(Part of a data file)
※ ※ ※
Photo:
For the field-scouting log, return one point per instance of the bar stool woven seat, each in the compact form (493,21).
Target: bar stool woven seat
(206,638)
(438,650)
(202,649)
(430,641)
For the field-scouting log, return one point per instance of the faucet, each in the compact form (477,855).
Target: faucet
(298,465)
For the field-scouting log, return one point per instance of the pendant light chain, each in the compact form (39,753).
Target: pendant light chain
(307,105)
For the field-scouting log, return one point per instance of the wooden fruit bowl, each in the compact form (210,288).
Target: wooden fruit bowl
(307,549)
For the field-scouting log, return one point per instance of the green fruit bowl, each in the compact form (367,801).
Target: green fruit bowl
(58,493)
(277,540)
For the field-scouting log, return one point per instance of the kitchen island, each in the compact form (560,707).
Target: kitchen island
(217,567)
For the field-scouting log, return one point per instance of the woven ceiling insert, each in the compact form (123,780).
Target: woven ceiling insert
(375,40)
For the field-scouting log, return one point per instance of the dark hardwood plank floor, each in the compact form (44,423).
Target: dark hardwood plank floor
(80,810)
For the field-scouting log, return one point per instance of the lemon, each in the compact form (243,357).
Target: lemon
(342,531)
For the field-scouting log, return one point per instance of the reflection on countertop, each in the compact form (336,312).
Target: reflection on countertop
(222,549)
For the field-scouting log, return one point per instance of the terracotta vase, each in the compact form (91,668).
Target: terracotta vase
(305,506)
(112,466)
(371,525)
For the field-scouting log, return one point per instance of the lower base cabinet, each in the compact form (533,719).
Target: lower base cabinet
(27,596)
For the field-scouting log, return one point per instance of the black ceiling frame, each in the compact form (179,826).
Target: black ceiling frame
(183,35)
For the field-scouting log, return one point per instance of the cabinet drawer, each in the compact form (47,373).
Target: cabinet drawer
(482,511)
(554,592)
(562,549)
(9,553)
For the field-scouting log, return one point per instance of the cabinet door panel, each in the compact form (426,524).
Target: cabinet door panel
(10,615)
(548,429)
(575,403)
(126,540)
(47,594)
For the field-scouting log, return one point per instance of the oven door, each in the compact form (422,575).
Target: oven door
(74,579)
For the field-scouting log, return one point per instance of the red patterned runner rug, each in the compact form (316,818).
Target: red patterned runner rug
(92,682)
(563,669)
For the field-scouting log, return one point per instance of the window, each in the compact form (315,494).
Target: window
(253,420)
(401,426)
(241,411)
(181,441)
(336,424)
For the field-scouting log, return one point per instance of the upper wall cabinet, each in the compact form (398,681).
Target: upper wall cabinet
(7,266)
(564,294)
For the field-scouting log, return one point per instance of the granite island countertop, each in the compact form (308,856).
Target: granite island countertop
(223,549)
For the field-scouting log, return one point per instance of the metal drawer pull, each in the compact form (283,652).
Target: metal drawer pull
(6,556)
※ ※ ※
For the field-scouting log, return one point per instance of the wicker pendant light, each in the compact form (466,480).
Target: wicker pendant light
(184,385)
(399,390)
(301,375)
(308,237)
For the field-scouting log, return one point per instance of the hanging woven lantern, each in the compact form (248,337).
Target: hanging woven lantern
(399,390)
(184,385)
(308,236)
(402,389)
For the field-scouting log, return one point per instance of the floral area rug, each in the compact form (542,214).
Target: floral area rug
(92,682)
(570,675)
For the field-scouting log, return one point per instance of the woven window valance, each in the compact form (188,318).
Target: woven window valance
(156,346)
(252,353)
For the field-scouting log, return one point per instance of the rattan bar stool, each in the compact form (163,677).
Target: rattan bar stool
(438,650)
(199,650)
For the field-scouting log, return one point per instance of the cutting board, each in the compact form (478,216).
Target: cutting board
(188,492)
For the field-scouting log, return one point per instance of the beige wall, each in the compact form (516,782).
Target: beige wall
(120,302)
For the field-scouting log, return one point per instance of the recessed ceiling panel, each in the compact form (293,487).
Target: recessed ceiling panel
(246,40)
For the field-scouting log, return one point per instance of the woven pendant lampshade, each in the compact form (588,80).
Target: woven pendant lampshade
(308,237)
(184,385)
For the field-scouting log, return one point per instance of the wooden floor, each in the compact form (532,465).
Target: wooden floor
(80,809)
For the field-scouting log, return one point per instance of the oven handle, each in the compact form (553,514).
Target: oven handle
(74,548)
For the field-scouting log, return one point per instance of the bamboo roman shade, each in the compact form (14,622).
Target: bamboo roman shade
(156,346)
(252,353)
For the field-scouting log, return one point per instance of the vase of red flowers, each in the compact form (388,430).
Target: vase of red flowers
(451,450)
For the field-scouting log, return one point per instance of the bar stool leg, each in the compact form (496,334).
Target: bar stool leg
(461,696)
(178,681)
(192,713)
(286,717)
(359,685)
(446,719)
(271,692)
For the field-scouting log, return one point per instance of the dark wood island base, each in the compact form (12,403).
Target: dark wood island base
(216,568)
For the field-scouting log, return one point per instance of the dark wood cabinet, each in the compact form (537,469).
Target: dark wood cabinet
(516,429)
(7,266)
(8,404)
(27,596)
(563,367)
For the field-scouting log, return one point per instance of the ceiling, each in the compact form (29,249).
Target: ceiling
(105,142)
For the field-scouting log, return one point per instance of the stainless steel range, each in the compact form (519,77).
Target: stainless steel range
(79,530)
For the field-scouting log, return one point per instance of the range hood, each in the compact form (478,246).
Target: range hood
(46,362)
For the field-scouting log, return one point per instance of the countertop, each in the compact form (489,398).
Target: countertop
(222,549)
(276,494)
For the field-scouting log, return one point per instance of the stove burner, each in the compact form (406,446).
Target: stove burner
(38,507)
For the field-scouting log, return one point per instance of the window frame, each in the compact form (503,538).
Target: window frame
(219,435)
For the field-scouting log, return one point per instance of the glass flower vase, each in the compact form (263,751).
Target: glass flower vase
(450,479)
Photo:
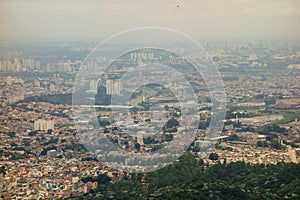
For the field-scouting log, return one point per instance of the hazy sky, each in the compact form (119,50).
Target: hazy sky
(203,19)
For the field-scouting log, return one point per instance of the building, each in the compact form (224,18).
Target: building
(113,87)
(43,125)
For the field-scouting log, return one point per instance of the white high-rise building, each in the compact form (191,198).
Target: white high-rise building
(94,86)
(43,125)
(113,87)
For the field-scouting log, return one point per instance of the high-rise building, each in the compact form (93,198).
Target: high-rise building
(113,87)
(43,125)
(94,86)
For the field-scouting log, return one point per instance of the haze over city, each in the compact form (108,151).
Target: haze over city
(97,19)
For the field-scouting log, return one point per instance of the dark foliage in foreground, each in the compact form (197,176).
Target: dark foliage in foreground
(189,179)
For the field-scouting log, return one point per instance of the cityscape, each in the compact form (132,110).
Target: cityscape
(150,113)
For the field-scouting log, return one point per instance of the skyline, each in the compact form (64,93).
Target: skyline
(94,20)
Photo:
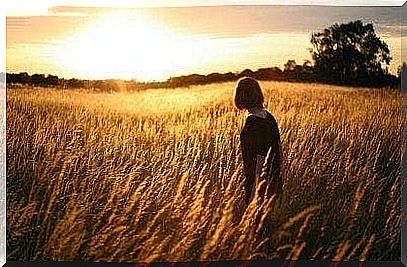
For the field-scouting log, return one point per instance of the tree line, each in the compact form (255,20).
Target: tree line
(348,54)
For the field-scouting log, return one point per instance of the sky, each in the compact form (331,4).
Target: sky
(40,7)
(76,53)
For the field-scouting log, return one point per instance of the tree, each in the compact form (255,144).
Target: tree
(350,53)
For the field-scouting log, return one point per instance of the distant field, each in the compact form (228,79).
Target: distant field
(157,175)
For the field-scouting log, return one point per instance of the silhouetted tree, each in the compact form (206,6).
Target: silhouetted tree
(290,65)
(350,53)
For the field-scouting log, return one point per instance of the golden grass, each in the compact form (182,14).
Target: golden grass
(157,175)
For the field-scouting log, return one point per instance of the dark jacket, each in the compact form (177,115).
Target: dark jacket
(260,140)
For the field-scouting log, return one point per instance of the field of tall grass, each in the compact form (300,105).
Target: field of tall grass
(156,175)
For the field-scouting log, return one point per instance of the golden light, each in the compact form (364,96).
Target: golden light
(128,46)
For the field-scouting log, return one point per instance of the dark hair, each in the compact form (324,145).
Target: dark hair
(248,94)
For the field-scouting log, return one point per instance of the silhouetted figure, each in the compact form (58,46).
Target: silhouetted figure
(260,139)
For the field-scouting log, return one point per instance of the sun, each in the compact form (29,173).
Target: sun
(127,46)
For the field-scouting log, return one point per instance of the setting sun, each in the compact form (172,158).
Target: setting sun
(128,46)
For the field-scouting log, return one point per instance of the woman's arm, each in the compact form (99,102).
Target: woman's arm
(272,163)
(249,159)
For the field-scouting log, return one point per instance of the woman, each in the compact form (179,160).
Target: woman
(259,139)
※ ※ ※
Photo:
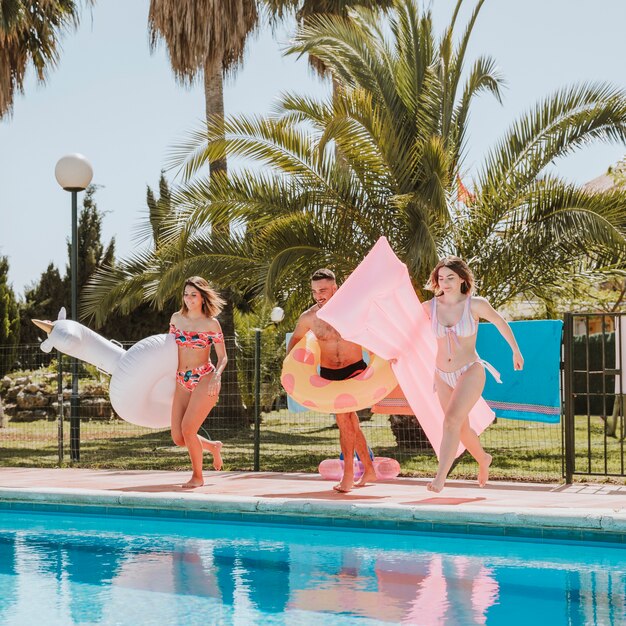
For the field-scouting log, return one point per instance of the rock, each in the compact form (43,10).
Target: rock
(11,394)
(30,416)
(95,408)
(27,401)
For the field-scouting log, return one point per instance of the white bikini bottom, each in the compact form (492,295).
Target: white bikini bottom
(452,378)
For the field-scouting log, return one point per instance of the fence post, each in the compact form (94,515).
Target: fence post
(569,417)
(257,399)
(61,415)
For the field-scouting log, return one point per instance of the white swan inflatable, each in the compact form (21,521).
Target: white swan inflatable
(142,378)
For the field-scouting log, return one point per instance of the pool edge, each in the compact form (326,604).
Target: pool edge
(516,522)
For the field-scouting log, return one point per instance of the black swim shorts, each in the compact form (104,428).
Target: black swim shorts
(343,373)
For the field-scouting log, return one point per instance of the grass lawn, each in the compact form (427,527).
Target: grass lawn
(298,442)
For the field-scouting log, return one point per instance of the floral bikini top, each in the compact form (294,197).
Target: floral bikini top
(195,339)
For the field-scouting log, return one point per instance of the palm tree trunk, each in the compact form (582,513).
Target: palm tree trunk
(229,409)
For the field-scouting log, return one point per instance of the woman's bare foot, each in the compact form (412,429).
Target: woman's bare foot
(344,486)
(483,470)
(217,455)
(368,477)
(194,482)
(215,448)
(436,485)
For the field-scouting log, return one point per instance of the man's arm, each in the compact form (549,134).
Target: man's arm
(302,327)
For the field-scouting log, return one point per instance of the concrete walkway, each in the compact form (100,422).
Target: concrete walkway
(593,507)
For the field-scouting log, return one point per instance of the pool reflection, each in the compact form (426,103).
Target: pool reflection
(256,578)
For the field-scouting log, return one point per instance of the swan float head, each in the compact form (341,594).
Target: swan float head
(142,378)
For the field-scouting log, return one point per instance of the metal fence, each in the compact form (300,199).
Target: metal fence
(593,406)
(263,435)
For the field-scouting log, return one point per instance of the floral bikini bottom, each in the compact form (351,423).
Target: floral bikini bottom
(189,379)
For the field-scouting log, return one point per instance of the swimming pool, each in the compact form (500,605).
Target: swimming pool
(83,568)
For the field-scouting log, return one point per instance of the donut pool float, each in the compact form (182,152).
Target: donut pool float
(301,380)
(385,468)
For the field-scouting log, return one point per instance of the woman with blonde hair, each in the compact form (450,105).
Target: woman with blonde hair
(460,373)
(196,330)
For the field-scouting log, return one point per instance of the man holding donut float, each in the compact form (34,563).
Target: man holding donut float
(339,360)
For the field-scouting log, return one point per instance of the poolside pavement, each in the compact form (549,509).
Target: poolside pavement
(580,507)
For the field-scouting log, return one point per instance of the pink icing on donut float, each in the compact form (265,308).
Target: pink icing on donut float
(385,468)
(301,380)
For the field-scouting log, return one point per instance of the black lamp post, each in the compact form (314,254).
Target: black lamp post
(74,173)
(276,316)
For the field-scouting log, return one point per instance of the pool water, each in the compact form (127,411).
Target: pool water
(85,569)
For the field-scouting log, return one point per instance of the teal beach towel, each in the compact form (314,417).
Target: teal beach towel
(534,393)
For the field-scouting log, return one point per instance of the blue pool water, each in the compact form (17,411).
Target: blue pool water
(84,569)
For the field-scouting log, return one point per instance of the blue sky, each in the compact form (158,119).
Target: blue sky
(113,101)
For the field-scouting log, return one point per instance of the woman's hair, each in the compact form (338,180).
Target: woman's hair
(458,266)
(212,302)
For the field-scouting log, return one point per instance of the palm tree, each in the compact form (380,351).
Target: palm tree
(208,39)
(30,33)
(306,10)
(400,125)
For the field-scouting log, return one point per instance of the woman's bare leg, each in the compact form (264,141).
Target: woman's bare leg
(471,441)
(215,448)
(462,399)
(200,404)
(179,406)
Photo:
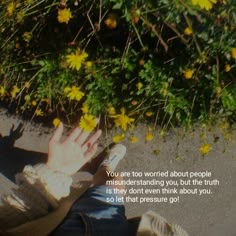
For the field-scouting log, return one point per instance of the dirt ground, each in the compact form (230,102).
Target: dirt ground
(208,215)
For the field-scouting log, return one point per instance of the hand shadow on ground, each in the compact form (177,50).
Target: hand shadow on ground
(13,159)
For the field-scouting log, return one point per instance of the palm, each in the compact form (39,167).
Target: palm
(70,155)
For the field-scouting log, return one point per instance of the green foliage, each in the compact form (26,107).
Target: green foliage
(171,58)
※ ※ ※
• Written problem:
Pick out each line in the listing above that contains the string "floor" and copy those lines.

• Solution to this exercise:
For the field-scouting log, return one point per instance of the dark hardwood plank floor, each in the compact form (44,423).
Target: dark hardwood plank floor
For the field-scouting log, return one point per instance of the wooden floor, each in the compact form (532,465).
Target: wooden floor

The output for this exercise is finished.